EXERCISE DATA –
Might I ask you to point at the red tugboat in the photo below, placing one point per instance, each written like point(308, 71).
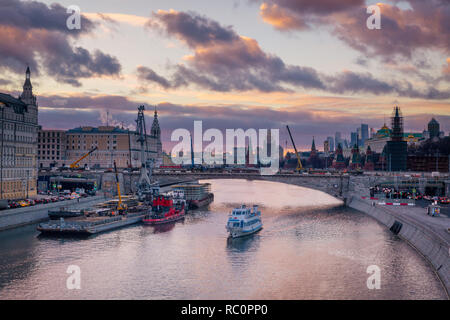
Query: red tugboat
point(167, 209)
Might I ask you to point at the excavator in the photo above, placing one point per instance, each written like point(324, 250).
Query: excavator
point(75, 165)
point(299, 162)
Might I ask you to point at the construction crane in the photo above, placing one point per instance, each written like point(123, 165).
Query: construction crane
point(75, 164)
point(299, 162)
point(120, 205)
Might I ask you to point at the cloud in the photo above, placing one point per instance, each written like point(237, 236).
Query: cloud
point(224, 61)
point(149, 75)
point(36, 34)
point(319, 118)
point(424, 25)
point(193, 29)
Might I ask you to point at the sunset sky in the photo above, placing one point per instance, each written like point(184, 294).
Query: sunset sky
point(311, 64)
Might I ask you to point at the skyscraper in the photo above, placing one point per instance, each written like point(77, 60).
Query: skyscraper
point(364, 133)
point(353, 138)
point(337, 138)
point(331, 143)
point(396, 148)
point(433, 128)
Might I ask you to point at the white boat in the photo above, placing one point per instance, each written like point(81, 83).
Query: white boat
point(244, 221)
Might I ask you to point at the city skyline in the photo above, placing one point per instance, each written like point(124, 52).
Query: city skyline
point(238, 64)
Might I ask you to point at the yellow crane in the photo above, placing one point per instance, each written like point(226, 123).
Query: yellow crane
point(75, 164)
point(120, 205)
point(299, 162)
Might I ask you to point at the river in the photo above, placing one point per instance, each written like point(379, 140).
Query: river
point(310, 248)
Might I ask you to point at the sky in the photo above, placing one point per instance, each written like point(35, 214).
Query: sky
point(311, 64)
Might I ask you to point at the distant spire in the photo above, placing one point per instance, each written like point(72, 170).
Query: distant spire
point(156, 130)
point(27, 93)
point(313, 147)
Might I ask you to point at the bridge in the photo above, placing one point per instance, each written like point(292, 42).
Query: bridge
point(339, 185)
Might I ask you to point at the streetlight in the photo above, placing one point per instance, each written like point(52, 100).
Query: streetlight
point(2, 107)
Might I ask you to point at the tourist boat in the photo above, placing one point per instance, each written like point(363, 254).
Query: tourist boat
point(167, 208)
point(244, 221)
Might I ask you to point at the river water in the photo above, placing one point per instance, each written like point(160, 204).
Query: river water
point(310, 248)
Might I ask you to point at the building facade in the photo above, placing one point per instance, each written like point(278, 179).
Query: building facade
point(51, 148)
point(19, 131)
point(113, 144)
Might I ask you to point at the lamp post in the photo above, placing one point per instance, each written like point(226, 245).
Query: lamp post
point(2, 107)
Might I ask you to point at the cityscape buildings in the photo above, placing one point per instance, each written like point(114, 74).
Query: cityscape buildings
point(19, 131)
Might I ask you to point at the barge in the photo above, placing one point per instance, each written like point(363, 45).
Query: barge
point(167, 209)
point(94, 221)
point(243, 221)
point(197, 195)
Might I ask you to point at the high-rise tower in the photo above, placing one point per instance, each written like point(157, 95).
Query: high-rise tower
point(397, 147)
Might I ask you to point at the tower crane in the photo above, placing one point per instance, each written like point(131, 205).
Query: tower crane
point(299, 162)
point(75, 165)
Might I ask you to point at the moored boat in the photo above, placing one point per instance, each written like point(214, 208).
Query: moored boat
point(65, 213)
point(244, 221)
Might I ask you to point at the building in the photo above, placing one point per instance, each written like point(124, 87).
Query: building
point(338, 139)
point(331, 143)
point(379, 140)
point(396, 150)
point(19, 131)
point(364, 134)
point(51, 148)
point(339, 161)
point(355, 161)
point(353, 138)
point(62, 148)
point(428, 163)
point(370, 161)
point(433, 129)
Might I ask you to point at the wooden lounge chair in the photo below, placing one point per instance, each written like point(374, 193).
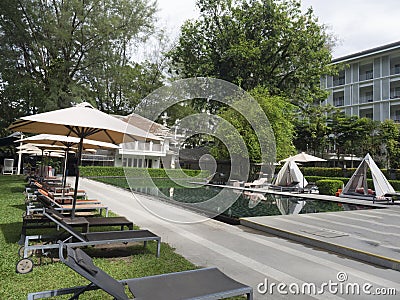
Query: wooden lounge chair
point(76, 239)
point(81, 205)
point(207, 283)
point(256, 183)
point(291, 187)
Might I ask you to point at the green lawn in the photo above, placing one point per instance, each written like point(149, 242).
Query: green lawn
point(120, 263)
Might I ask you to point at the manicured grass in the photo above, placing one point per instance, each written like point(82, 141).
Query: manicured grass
point(123, 262)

WHAT TO DO – Would you please repeat the lines above exactly, from the first line of the listing through the line holding "Might I ask you to point at the excavator", with nothing added and no pictures?

SOLUTION TO THE PROBLEM –
Might I ask you to point at the red tugboat in the photo below, placing one point per instance, each written like point(308, 71).
Query: red tugboat
point(167, 209)
Might I ask you to point at the excavator in the photo above, placing one point per instance, each written like point(324, 250).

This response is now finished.